Mystery of L-112’s death may never be solved

It appears we’ll never know what killed L-112, known as Victoria or Sooke, found dead at 3 years old, after she washed up on an ocean beach in Southwest Washington.

L-112 in happier times. The 3-year-old orca died in February 2012, and the cause of her death remains a mystery.
Photo by Jeanne Hyde, Whale of a Porpoise
(Click on image to see Jeanne's tribute page)

If you recall from two years ago, much speculation swirled around the notion that the female orca was killed by military operations, such as sonar or an explosion. The Royal Canadian Navy confirmed the use of sonar and small underwater detonations west of Vancouver Island. But that was far from Long Beach, where the orca washed up, and ocean currents suggest she was killed even farther south. For a quick history, see Water Ways from Feb. 18, 2012, followed by an entry on May 16, 2012.

The latest report concludes, as early ones did, that L-112 died from “blunt force trauma.” But the cause of the trauma could not be determined. No sonar activity or explosions were identified in the area where her death probably occurred, although a physical examination was not able to totally rule out those causes.

A new bit of information emerges from the long-term acoustic recorders that listen for sounds off the coast. Calls identified as coming from L pod were reported near Point Reyes in California on Jan. 30, off Westport in Washington on Feb. 5, and near Newport in Oregon on Feb. 20. L-112 was found dead on Feb. 11 after floating for several days. It appears likely that the young whale was with her pod at the time of her death.

As the report states:

“This multi-disciplinary investigation could not determine the source of the blunt trauma despite gathering and evaluating all available information on the whales, the environment, and human activities. We evaluated the sighting history of the whales to provide insight into the circumstances of the stranding.

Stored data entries

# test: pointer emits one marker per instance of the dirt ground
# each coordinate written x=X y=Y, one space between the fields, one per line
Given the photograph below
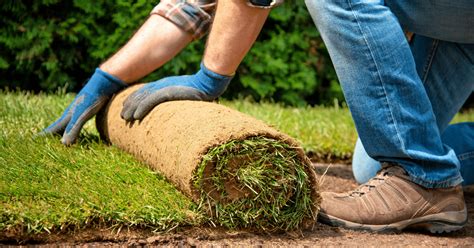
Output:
x=339 y=178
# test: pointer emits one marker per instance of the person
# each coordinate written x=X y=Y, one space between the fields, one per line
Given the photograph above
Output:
x=459 y=136
x=179 y=22
x=402 y=97
x=398 y=117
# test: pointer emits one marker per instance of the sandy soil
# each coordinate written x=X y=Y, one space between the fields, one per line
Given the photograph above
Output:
x=339 y=178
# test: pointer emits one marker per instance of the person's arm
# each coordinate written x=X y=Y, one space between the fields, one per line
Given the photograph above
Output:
x=156 y=42
x=171 y=26
x=235 y=29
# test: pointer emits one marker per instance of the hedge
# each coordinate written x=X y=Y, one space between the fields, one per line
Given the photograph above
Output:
x=48 y=45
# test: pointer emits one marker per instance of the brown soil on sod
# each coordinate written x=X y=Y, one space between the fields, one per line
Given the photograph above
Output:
x=339 y=178
x=175 y=136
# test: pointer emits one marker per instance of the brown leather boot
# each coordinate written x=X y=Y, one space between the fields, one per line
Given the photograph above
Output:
x=391 y=202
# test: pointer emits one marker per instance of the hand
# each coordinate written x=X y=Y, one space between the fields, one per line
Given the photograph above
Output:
x=87 y=103
x=205 y=85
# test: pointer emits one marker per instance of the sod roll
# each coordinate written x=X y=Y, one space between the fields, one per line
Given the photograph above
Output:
x=240 y=171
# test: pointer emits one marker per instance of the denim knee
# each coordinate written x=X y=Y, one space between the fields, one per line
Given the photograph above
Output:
x=322 y=11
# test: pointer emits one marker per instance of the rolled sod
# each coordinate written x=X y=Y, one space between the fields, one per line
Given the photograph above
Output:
x=241 y=172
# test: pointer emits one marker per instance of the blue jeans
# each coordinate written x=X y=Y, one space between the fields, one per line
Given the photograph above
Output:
x=459 y=136
x=402 y=96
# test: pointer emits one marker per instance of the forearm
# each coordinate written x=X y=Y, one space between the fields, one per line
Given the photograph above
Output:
x=154 y=44
x=235 y=29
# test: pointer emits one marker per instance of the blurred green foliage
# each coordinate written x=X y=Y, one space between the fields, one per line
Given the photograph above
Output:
x=47 y=45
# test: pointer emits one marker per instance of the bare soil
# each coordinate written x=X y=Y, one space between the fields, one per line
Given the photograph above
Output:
x=339 y=178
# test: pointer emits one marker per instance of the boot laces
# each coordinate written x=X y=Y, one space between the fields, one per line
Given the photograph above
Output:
x=371 y=184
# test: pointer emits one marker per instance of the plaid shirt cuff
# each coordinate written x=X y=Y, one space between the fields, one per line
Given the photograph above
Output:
x=192 y=16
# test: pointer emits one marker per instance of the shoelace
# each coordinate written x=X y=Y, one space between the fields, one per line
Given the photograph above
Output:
x=371 y=184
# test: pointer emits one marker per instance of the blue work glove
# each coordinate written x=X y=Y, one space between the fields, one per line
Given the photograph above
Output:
x=88 y=102
x=205 y=85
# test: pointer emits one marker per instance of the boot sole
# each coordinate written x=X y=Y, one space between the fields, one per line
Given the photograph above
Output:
x=436 y=223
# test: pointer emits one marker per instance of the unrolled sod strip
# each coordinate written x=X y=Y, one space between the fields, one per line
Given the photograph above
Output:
x=240 y=171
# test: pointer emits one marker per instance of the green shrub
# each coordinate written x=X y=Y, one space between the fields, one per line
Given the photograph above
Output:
x=51 y=44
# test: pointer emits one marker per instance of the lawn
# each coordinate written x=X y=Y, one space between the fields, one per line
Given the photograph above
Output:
x=46 y=187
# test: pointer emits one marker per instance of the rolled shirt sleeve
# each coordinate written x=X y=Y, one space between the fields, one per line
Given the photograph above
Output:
x=192 y=16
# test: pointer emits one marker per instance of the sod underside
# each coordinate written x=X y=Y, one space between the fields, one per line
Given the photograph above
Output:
x=242 y=172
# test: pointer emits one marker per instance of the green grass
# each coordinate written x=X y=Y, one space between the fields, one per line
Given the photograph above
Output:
x=46 y=187
x=257 y=183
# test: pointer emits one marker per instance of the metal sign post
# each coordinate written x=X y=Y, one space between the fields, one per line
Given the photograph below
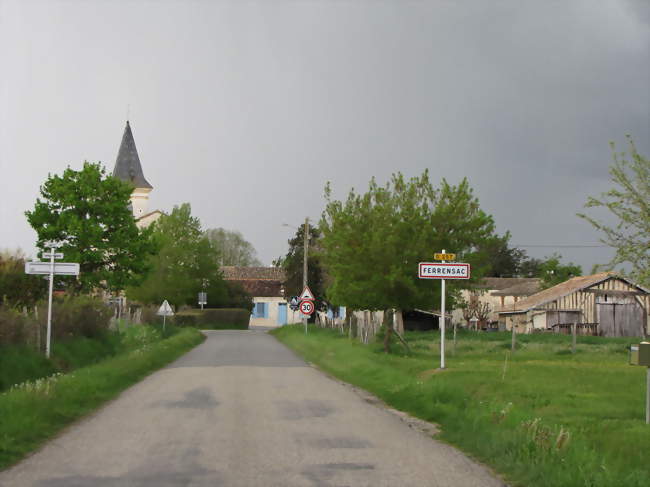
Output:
x=443 y=271
x=50 y=269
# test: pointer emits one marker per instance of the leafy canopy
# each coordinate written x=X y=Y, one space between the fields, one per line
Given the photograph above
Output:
x=89 y=212
x=186 y=264
x=629 y=202
x=372 y=242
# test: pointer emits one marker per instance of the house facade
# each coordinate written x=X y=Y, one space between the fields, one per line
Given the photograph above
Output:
x=265 y=285
x=611 y=304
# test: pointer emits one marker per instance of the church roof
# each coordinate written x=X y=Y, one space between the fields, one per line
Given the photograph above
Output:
x=127 y=165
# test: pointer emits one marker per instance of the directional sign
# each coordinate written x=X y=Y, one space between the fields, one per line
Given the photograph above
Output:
x=57 y=255
x=432 y=270
x=306 y=307
x=306 y=294
x=165 y=309
x=444 y=256
x=60 y=268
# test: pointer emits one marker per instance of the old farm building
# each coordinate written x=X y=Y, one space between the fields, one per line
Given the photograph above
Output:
x=613 y=305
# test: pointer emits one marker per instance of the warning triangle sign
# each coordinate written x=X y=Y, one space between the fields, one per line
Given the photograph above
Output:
x=165 y=309
x=306 y=294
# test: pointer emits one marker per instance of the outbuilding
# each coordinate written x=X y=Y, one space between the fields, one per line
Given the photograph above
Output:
x=605 y=304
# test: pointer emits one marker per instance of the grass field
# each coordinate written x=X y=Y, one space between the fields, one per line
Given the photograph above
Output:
x=545 y=418
x=34 y=411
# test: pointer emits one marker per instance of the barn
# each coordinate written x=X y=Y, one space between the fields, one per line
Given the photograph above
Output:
x=605 y=304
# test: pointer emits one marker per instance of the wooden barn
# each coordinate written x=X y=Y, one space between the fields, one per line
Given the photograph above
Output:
x=603 y=304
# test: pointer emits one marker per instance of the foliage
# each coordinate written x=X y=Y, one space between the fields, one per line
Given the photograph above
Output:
x=16 y=287
x=34 y=412
x=187 y=263
x=89 y=212
x=234 y=248
x=294 y=267
x=372 y=242
x=553 y=418
x=629 y=202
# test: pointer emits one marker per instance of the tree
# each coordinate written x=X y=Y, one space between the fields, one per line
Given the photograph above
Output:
x=372 y=243
x=16 y=287
x=629 y=202
x=89 y=212
x=235 y=249
x=293 y=265
x=186 y=264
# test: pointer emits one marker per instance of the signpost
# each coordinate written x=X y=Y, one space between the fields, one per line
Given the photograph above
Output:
x=51 y=269
x=443 y=271
x=165 y=310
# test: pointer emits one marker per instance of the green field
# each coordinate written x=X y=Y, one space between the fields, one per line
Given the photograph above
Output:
x=34 y=411
x=552 y=419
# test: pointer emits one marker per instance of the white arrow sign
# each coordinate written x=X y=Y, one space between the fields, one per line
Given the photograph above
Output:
x=306 y=295
x=60 y=268
x=165 y=309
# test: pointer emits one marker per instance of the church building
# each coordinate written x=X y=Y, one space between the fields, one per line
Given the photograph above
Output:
x=128 y=168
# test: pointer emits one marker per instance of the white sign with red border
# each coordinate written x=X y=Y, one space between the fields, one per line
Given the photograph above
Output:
x=306 y=307
x=432 y=270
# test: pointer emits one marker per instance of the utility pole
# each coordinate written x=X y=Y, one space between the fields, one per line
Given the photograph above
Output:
x=304 y=263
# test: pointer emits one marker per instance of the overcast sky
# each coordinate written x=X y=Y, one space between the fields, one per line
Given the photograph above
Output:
x=245 y=109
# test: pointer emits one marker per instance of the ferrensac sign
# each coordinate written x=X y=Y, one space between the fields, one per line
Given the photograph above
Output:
x=432 y=270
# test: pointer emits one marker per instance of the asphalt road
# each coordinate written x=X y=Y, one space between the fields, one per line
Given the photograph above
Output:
x=243 y=410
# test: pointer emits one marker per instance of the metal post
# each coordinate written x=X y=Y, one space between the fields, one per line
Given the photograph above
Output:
x=49 y=303
x=442 y=324
x=304 y=263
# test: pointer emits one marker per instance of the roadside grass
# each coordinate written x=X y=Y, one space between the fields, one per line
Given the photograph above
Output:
x=33 y=412
x=552 y=419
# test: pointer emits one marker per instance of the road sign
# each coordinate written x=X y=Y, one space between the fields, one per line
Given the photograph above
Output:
x=60 y=268
x=57 y=255
x=432 y=270
x=306 y=294
x=165 y=309
x=444 y=256
x=306 y=307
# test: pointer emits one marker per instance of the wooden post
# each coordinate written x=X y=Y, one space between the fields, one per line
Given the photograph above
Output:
x=574 y=331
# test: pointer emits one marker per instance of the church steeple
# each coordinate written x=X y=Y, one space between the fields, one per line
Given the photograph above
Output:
x=128 y=168
x=127 y=165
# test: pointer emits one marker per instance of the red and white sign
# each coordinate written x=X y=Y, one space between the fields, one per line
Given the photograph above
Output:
x=306 y=307
x=432 y=270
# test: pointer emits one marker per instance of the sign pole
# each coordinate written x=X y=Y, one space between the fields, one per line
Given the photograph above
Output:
x=49 y=303
x=442 y=323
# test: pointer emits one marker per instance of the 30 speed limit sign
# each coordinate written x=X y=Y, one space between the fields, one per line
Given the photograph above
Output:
x=306 y=307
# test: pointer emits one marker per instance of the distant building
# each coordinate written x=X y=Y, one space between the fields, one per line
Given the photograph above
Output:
x=129 y=169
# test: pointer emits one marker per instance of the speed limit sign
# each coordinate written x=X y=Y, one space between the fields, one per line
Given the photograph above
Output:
x=306 y=307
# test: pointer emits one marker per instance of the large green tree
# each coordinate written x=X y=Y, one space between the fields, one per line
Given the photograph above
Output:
x=234 y=248
x=187 y=263
x=89 y=213
x=629 y=202
x=372 y=242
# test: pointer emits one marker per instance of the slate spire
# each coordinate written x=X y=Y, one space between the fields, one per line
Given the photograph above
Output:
x=127 y=165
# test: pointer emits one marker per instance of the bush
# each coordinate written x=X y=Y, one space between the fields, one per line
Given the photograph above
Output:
x=222 y=318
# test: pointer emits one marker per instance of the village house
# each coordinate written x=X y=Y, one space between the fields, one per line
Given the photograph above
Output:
x=265 y=285
x=605 y=304
x=491 y=294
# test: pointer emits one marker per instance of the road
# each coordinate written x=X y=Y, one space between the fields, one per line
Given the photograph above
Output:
x=242 y=410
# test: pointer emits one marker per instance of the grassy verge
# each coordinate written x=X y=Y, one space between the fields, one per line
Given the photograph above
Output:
x=553 y=418
x=35 y=411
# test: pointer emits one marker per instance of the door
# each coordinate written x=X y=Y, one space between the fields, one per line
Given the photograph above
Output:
x=282 y=313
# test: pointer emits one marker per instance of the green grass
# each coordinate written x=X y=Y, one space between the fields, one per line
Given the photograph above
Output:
x=35 y=411
x=556 y=419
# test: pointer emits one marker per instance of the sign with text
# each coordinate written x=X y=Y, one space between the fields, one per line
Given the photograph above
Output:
x=432 y=270
x=444 y=256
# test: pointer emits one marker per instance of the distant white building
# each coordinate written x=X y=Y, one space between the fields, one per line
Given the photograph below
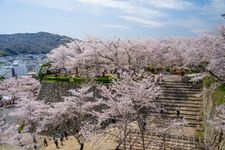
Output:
x=20 y=69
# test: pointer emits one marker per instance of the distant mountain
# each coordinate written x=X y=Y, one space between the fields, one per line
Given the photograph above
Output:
x=30 y=43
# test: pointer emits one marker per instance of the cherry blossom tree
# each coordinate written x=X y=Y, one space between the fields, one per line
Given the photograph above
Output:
x=213 y=44
x=21 y=88
x=127 y=101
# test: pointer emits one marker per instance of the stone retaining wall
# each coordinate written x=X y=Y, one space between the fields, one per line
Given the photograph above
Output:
x=211 y=135
x=53 y=92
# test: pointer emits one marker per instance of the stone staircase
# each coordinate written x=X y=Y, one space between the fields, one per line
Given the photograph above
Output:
x=184 y=96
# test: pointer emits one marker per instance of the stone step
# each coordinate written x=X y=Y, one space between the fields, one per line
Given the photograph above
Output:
x=178 y=82
x=181 y=95
x=178 y=102
x=183 y=110
x=181 y=87
x=181 y=91
x=166 y=143
x=181 y=104
x=180 y=98
x=172 y=114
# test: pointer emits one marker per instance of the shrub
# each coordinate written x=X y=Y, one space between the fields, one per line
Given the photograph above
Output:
x=199 y=134
x=208 y=80
x=1 y=78
x=152 y=69
x=79 y=80
x=57 y=78
x=104 y=80
x=219 y=95
x=167 y=69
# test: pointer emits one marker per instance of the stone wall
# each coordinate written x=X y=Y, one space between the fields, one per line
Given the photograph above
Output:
x=211 y=135
x=53 y=92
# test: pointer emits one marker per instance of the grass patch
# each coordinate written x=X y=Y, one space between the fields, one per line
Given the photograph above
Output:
x=199 y=134
x=56 y=78
x=219 y=95
x=77 y=80
x=208 y=81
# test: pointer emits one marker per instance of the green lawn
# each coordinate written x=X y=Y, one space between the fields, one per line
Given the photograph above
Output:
x=219 y=95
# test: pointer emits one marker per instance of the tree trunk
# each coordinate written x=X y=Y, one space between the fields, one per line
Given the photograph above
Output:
x=81 y=146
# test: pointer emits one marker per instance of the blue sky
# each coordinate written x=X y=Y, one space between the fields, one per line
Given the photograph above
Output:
x=111 y=18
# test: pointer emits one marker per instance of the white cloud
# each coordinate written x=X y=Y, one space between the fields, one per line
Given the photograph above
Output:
x=144 y=22
x=115 y=26
x=170 y=4
x=125 y=6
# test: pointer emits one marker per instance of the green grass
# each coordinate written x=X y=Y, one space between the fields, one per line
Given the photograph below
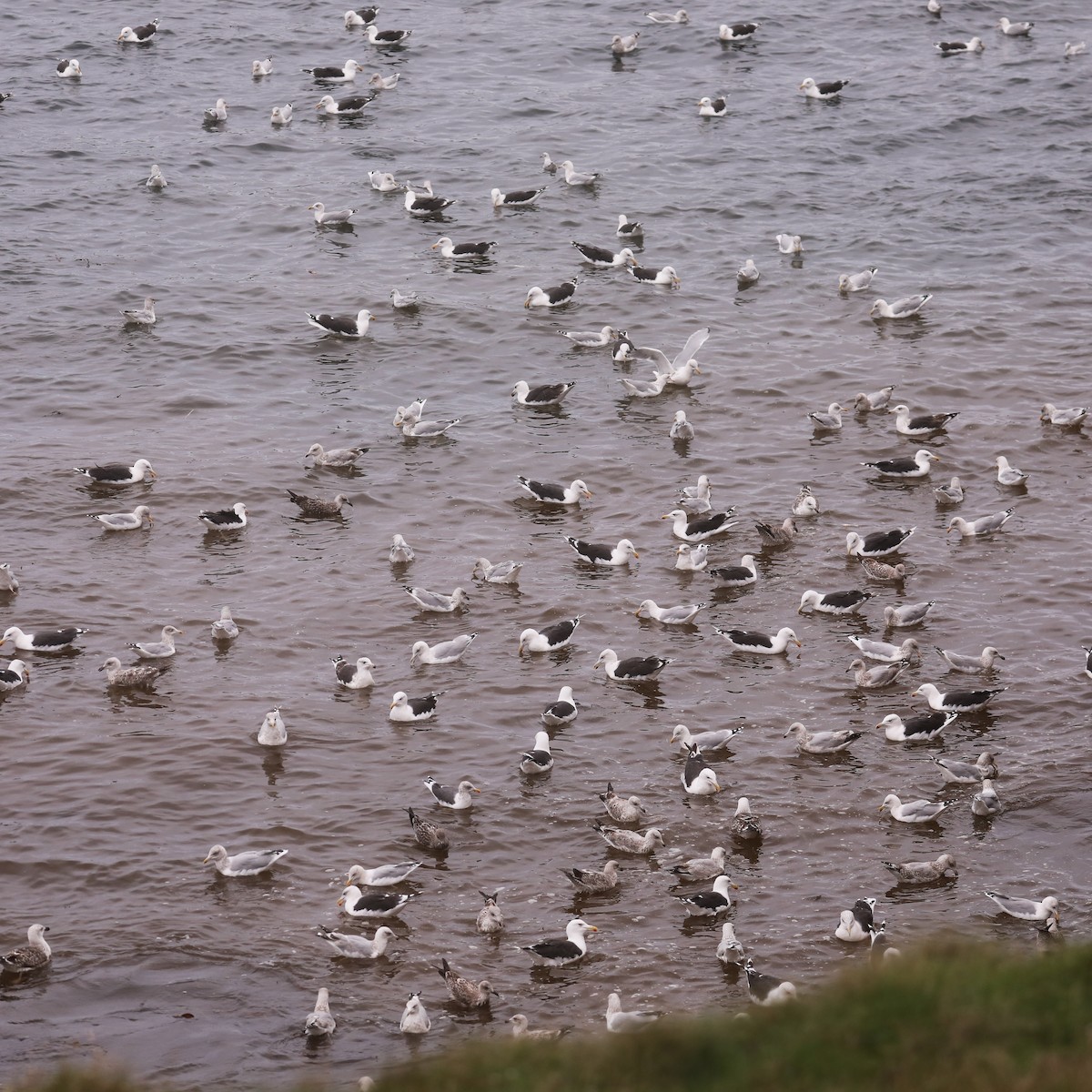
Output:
x=948 y=1020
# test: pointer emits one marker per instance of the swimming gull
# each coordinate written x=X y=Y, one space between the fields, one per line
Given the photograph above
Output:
x=915 y=729
x=746 y=640
x=32 y=956
x=343 y=326
x=551 y=298
x=437 y=601
x=42 y=640
x=918 y=467
x=470 y=995
x=125 y=521
x=248 y=863
x=767 y=989
x=359 y=904
x=550 y=638
x=621 y=808
x=971 y=665
x=878 y=543
x=457 y=800
x=415 y=1019
x=703 y=868
x=924 y=872
x=692 y=558
x=956 y=702
x=442 y=652
x=915 y=812
x=450 y=249
x=595 y=554
x=822 y=743
x=405 y=709
x=142 y=316
x=700 y=528
x=273 y=733
x=632 y=669
x=736 y=576
x=354 y=676
x=855 y=282
x=352 y=107
x=142 y=34
x=825 y=88
x=490 y=921
x=157 y=650
x=834 y=602
x=427 y=834
x=539 y=759
x=589 y=882
x=563 y=953
x=629 y=841
x=354 y=945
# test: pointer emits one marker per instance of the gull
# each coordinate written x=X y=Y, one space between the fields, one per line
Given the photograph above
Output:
x=915 y=812
x=573 y=177
x=971 y=665
x=437 y=601
x=730 y=951
x=331 y=217
x=623 y=44
x=143 y=316
x=273 y=733
x=563 y=953
x=986 y=802
x=1009 y=475
x=354 y=676
x=747 y=274
x=32 y=956
x=463 y=992
x=885 y=652
x=125 y=521
x=707 y=741
x=855 y=282
x=829 y=421
x=354 y=945
x=907 y=614
x=629 y=841
x=383 y=875
x=620 y=1021
x=828 y=88
x=1066 y=419
x=923 y=872
x=248 y=863
x=622 y=809
x=703 y=868
x=442 y=652
x=956 y=773
x=591 y=883
x=415 y=1020
x=905 y=308
x=951 y=494
x=502 y=572
x=822 y=743
x=320 y=1022
x=157 y=650
x=984 y=525
x=1027 y=910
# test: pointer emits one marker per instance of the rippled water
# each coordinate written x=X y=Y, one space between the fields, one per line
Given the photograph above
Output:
x=964 y=177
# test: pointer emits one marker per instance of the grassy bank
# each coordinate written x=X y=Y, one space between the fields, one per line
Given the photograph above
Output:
x=973 y=1020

EXERCISE PROMPT: Copy word for word the part of the article about L-112's death that begins at the words "As the report" and stops after "of the stranding.".

EXPECTED OUTPUT:
As the report states:

“This multi-disciplinary investigation could not determine the source of the blunt trauma despite gathering and evaluating all available information on the whales, the environment, and human activities. We evaluated the sighting history of the whales to provide insight into the circumstances of the stranding.